**Exercise instructions**: Reproduce the material below word for word, starting at the line that contains "tag the bird's head" and ending at the line that contains "<point>90,279</point>", with both of those lines included. Leave the pictures out of your answer.

**Supplied records**:
☆ ☆ ☆

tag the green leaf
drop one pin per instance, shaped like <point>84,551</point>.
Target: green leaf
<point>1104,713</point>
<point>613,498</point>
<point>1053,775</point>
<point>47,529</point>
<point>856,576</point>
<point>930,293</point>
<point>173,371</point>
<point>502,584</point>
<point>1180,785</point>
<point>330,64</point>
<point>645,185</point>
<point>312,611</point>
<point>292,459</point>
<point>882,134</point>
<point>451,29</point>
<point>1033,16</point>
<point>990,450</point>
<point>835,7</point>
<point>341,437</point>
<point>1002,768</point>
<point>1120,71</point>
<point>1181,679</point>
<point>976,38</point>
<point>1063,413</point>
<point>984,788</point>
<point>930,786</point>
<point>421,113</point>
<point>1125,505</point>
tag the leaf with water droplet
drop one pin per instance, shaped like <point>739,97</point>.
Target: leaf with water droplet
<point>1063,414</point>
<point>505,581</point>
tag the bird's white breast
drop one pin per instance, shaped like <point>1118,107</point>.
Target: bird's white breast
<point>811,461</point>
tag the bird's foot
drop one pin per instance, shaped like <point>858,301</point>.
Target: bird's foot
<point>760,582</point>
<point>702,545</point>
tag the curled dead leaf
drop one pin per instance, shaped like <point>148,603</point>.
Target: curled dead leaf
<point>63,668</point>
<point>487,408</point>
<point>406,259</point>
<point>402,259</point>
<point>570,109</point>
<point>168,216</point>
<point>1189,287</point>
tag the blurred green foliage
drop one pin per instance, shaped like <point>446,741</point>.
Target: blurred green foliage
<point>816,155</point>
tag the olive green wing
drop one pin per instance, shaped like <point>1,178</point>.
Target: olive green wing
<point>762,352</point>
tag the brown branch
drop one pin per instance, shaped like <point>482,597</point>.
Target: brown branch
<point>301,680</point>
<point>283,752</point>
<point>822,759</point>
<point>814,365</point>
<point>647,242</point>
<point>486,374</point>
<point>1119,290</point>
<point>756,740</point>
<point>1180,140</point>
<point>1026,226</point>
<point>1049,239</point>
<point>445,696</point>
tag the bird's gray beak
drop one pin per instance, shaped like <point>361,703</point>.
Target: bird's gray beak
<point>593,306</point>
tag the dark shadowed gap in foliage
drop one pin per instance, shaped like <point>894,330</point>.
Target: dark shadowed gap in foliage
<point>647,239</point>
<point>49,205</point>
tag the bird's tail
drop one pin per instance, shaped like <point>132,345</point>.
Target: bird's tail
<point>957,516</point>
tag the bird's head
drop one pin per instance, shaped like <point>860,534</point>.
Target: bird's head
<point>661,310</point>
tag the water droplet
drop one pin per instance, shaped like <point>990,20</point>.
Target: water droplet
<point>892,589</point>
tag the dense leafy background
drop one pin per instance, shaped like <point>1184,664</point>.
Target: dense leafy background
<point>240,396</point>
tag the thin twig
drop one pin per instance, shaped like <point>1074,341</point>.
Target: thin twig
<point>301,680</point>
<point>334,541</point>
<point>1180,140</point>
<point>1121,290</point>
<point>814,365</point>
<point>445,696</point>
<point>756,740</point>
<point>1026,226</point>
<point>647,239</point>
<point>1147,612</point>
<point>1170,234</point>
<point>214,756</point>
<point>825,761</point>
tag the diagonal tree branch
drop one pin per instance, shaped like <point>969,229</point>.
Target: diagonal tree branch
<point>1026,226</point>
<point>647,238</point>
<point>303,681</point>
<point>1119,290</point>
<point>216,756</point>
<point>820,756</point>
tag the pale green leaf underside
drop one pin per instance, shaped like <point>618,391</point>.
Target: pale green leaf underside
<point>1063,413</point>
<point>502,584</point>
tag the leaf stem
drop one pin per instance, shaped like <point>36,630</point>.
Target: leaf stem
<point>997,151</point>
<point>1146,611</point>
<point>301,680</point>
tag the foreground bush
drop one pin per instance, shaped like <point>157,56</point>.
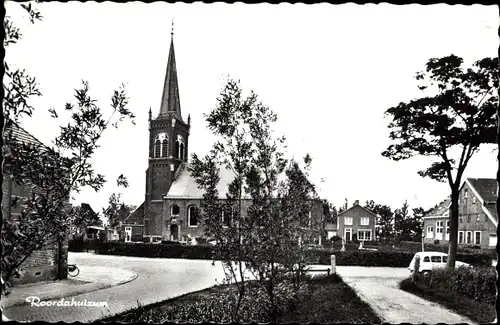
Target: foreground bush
<point>469,292</point>
<point>390,258</point>
<point>323,299</point>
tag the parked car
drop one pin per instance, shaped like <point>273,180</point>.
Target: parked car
<point>432,260</point>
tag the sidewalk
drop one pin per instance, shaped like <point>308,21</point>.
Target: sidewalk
<point>396,306</point>
<point>90,279</point>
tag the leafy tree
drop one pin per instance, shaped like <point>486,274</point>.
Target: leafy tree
<point>84,216</point>
<point>54,172</point>
<point>269,216</point>
<point>400,218</point>
<point>345,206</point>
<point>455,115</point>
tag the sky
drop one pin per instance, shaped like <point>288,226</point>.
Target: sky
<point>328,71</point>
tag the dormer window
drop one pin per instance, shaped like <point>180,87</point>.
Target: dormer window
<point>179,147</point>
<point>174,210</point>
<point>161,145</point>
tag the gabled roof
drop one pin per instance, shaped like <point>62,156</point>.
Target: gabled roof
<point>442,210</point>
<point>185,186</point>
<point>357,205</point>
<point>19,135</point>
<point>485,190</point>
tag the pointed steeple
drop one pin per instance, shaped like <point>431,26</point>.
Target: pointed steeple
<point>170,101</point>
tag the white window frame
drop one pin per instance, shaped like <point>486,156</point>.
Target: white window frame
<point>160,137</point>
<point>189,217</point>
<point>467,241</point>
<point>172,210</point>
<point>364,231</point>
<point>345,233</point>
<point>430,232</point>
<point>439,230</point>
<point>463,237</point>
<point>474,239</point>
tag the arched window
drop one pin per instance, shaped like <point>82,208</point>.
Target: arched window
<point>157,148</point>
<point>161,145</point>
<point>164,148</point>
<point>175,210</point>
<point>192,216</point>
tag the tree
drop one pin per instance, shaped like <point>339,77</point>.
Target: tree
<point>385,220</point>
<point>345,206</point>
<point>266,231</point>
<point>453,118</point>
<point>55,172</point>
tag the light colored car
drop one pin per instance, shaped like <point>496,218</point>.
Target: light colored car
<point>430,261</point>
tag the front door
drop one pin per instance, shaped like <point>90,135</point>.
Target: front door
<point>493,240</point>
<point>174,232</point>
<point>348,234</point>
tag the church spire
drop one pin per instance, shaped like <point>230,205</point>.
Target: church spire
<point>170,101</point>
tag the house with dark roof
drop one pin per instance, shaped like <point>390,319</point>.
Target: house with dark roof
<point>172,199</point>
<point>356,222</point>
<point>50,262</point>
<point>478,218</point>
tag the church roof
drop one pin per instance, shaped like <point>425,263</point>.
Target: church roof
<point>170,100</point>
<point>185,186</point>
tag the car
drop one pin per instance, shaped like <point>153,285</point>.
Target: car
<point>430,261</point>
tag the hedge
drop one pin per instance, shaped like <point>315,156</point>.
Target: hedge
<point>155,250</point>
<point>478,284</point>
<point>391,259</point>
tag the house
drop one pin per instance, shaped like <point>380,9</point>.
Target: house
<point>50,262</point>
<point>478,218</point>
<point>356,222</point>
<point>132,226</point>
<point>172,197</point>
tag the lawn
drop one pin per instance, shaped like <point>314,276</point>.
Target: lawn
<point>321,299</point>
<point>477,311</point>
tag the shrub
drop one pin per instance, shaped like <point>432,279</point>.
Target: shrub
<point>389,258</point>
<point>478,284</point>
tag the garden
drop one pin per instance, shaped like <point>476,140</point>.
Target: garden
<point>470,292</point>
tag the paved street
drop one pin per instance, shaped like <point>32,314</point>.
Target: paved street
<point>380,290</point>
<point>158,280</point>
<point>161,279</point>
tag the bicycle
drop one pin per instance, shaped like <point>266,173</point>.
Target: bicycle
<point>73,270</point>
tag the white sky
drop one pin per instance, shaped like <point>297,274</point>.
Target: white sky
<point>328,71</point>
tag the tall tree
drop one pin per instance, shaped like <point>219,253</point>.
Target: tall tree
<point>400,220</point>
<point>54,173</point>
<point>453,118</point>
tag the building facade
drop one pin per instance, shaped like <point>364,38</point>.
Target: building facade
<point>478,218</point>
<point>172,199</point>
<point>356,222</point>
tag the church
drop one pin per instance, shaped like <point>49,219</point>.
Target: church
<point>172,198</point>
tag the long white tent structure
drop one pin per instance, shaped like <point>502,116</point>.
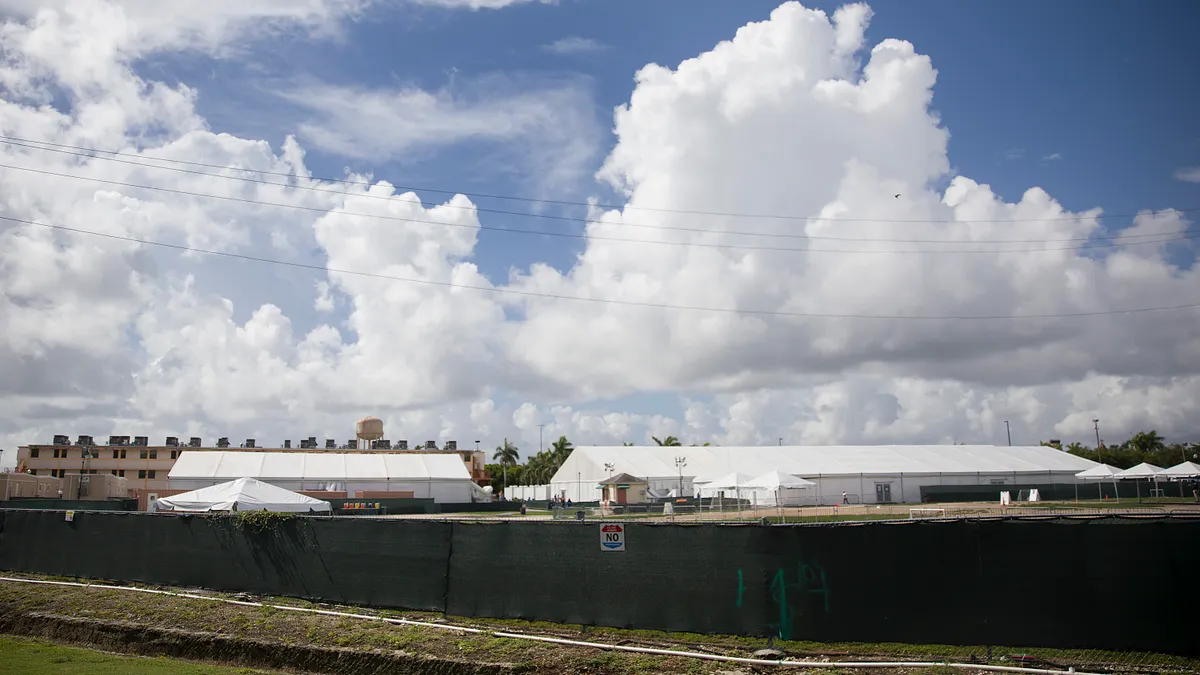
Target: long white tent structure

☆ ☆ ☆

**Answer below**:
tag the bird's head
drop one pin per instance, shaped like <point>860,534</point>.
Target: bird's head
<point>661,310</point>
tag the water droplet
drop one pin per instance, shaped like <point>990,20</point>.
Target: water droplet
<point>892,589</point>
tag the dense leafy background
drop one pin per instance, shaped like <point>1184,664</point>.
Target: dense leafy background
<point>240,396</point>
tag the thin twig
drop one pin per instance, shaped like <point>1074,341</point>.
Target: thin twig
<point>301,680</point>
<point>334,541</point>
<point>1180,140</point>
<point>1121,290</point>
<point>814,365</point>
<point>445,696</point>
<point>756,740</point>
<point>1026,226</point>
<point>647,239</point>
<point>1147,612</point>
<point>1170,234</point>
<point>214,756</point>
<point>825,761</point>
tag the diagonal tree branch
drop one pin per instance, shaped like <point>969,229</point>.
Target: diagonal tree branch
<point>1026,226</point>
<point>647,238</point>
<point>303,681</point>
<point>1119,290</point>
<point>216,756</point>
<point>820,756</point>
tag the pale green leaf underside
drop one pin per instance, shaped like <point>618,391</point>.
Target: pale green leaf underside
<point>1063,413</point>
<point>502,584</point>
tag the leaf stem
drop one pin per instance, shaped like <point>36,630</point>.
Target: leaf stem
<point>997,151</point>
<point>1146,611</point>
<point>301,680</point>
tag the foreground bush
drop one pin per instance, shaped like <point>157,56</point>.
Target: foreground bush
<point>469,292</point>
<point>390,258</point>
<point>323,299</point>
tag the parked car
drop one pin per instance, shaped like <point>273,180</point>.
Target: parked car
<point>432,260</point>
tag the sidewalk
drop one pin per instance, shaped like <point>308,21</point>.
Target: sidewalk
<point>396,306</point>
<point>90,279</point>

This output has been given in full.